== PROBLEM SET ==
1. Using the bug report, answer the following:
(a) Approximately how many threads are stuck in ldlm_completion_ast?
(b) Who is the assignee?
(c) What is the local ticket number?
2. Recast the stretch of the records from their start through the line containing "[(152, 77)]" as a Markdown table with the columns No. and Line, leaving out blank lines.

== READING PASSAGE ==
________________________________________

[LU-17303] mdt-aspls3-MDT0003 has many threads stuck in ldlm_completion_ast "client-side enqueue returned a blocked locksleeping" Created: 21/Nov/23 Updated: 20/Jan/24 Resolved: 17/Jan/24 |
|
| Status: | Closed |
| Project: | Lustre |
| Component/s: | None |
| Affects Version/s: | None |
| Fix Version/s: | None |
| Type: | Bug | Priority: | Major |
| Reporter: | Gian-Carlo Defazio | Assignee: | Oleg Drokin |
| Resolution: | Fixed | Votes: | 0 |
| Labels: | llnl | ||
| Environment: |
server (asp4) lustre-2.14.0_21.llnl-5.t4.x86_64= |
||
| Attachments: |
|
| Severity: | 3 |
| Rank (Obsolete): | 9223372036854775807 |
| Description |
|
mdt-aspls3-MDT0003 is stuck and not responding to clients. It has many (~244) threads stuck in ldlm_completion_ast, stopping and starting lustre does not fix the problem. |
| Comments |
| Comment by Gian-Carlo Defazio [ 21/Nov/23 ] |
|
For my notes, the local ticket is TOSS-6176 |
| Comment by Peter Jones [ 21/Nov/23 ] |
|
Oleg will assist with this |
| Comment by Oleg Drokin [ 21/Nov/23 ] |
|
On the webex call several things were observed?

________________________________________

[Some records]
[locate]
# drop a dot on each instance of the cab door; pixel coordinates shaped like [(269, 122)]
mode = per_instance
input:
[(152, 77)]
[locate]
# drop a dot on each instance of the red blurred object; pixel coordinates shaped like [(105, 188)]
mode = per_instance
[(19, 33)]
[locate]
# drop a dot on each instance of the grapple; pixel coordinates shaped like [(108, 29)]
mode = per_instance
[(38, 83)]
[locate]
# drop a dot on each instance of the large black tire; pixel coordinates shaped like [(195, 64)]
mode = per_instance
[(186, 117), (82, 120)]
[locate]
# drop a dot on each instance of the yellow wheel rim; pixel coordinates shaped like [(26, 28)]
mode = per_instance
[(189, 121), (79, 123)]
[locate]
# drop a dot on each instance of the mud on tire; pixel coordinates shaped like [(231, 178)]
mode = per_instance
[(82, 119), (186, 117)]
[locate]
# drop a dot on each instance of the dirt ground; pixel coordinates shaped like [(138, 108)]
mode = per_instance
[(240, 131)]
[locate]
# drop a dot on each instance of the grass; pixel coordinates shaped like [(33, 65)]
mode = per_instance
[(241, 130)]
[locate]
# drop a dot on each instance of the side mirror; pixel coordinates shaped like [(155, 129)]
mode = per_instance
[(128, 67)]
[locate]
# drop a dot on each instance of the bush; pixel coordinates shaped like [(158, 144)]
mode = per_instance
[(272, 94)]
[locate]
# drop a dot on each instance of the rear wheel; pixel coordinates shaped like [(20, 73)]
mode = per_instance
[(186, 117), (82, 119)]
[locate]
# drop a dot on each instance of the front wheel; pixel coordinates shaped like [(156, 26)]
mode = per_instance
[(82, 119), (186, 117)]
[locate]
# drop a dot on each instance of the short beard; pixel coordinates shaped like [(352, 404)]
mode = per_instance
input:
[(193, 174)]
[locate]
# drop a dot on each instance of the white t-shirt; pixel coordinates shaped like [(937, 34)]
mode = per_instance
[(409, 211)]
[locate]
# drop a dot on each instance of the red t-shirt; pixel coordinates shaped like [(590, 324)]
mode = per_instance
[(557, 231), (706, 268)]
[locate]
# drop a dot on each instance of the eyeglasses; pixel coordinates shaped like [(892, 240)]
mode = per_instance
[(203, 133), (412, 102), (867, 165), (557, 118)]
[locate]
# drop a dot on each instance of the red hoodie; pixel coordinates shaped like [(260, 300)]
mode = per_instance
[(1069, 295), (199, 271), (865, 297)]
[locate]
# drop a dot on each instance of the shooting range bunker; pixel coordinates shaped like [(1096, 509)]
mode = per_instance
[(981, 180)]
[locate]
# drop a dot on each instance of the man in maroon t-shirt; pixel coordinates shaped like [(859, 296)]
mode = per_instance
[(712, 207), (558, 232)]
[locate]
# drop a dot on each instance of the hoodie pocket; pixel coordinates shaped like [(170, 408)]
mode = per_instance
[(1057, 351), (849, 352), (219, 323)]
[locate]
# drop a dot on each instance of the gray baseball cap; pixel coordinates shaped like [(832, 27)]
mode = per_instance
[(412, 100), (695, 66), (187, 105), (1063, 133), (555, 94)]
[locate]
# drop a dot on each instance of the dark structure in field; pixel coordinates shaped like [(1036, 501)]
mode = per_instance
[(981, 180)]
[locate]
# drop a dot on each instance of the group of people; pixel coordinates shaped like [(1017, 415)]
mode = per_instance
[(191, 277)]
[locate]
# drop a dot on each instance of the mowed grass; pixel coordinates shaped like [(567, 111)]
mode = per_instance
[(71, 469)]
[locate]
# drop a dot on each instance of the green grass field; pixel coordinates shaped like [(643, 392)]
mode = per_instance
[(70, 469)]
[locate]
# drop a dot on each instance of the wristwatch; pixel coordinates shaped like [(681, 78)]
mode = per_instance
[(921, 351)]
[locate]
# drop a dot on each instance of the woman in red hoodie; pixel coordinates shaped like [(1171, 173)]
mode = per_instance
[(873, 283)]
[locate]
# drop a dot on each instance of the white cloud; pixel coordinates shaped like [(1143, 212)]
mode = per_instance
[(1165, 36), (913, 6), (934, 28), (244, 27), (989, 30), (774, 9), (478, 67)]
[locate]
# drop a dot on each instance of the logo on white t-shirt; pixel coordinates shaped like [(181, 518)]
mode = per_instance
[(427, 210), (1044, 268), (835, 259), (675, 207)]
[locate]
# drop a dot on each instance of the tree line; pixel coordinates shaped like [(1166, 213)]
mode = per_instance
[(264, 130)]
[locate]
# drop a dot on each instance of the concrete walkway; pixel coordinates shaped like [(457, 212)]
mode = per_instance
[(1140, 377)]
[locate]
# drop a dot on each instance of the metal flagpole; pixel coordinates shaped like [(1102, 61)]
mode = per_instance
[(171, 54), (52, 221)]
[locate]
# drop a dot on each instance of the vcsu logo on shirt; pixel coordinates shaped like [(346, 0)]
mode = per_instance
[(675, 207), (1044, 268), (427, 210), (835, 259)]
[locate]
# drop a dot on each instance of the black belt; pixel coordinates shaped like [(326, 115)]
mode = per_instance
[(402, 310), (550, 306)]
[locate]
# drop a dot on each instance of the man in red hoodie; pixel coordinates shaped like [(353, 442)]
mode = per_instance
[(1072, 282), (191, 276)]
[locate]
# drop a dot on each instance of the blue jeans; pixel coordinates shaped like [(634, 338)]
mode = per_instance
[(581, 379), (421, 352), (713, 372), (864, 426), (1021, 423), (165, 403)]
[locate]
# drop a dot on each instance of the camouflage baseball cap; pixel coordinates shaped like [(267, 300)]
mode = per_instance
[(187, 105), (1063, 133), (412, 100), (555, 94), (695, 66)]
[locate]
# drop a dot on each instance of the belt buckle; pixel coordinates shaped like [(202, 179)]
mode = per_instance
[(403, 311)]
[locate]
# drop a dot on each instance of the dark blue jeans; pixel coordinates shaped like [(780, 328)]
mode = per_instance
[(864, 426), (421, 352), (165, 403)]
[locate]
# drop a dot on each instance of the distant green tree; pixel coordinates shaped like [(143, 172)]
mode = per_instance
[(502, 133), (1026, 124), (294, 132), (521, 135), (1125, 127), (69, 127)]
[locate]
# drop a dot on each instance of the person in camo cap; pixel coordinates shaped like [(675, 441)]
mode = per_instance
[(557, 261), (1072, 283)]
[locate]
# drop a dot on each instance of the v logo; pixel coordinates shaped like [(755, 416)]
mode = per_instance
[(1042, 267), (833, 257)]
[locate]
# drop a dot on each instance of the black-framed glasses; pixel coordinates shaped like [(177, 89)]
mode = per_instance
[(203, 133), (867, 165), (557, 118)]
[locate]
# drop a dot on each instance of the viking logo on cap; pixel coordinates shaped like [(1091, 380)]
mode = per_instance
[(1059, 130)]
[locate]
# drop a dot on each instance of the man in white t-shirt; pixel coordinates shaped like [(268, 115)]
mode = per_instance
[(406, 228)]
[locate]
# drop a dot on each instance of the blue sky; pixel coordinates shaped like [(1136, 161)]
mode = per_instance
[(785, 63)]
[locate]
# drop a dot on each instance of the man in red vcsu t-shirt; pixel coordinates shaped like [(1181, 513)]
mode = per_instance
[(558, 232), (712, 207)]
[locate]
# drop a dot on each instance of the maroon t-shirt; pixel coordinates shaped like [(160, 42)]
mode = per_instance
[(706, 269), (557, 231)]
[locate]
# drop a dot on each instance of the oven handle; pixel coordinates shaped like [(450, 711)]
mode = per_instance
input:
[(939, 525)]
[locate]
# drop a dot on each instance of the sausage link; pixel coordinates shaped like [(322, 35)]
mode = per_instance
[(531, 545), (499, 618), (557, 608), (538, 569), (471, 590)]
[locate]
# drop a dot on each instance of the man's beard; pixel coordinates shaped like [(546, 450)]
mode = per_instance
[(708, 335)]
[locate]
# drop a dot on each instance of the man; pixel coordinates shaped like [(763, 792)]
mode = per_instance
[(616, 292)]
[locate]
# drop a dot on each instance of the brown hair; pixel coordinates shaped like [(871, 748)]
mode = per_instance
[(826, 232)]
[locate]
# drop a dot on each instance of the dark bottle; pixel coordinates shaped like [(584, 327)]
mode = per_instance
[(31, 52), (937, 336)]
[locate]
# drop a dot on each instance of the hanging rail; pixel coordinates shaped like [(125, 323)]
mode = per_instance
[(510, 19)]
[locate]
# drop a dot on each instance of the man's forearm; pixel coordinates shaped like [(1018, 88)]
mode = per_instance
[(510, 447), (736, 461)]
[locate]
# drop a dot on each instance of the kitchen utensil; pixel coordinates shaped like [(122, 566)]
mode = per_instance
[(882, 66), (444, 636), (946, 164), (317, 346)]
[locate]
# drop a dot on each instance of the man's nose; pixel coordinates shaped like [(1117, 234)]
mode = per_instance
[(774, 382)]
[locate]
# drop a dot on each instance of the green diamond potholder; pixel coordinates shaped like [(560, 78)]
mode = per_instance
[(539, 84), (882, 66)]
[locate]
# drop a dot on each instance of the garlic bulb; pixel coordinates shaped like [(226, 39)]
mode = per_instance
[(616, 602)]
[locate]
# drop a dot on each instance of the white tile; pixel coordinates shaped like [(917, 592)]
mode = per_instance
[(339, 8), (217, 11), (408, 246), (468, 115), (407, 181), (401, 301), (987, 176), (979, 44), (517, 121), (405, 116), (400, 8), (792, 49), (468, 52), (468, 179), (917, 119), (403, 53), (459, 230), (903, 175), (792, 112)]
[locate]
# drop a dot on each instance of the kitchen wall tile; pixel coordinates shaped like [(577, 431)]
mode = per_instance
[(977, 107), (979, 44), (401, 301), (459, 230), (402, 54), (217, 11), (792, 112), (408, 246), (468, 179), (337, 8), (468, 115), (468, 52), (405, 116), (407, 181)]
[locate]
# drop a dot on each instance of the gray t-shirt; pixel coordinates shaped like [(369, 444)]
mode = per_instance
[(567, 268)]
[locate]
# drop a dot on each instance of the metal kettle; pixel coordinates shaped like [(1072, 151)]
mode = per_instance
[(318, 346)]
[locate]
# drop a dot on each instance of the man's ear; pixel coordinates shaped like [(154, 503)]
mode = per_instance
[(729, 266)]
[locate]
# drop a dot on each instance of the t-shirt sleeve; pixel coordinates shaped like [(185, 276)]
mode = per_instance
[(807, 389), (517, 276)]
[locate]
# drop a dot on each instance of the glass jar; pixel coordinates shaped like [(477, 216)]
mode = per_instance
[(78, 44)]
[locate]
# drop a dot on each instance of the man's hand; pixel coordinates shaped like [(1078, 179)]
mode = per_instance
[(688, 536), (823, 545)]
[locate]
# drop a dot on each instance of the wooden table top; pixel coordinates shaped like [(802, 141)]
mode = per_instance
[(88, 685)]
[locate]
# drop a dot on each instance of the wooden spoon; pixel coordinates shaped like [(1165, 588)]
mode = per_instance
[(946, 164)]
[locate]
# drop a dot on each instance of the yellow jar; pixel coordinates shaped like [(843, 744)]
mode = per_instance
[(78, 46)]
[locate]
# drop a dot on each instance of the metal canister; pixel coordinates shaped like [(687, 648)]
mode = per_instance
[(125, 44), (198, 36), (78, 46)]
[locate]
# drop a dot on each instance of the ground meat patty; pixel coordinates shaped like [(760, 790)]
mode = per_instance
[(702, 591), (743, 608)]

________________________________________

== SOLUTIONS ==
1.
(a) About 244.
(b) Oleg Drokin.
(c) TOSS-6176.

2.
| No. | Line |
|---|---|
| 1 | [locate] |
| 2 | # drop a dot on each instance of the cab door; pixel coordinates shaped like [(269, 122)] |
| 3 | mode = per_instance |
| 4 | input: |
| 5 | [(152, 77)] |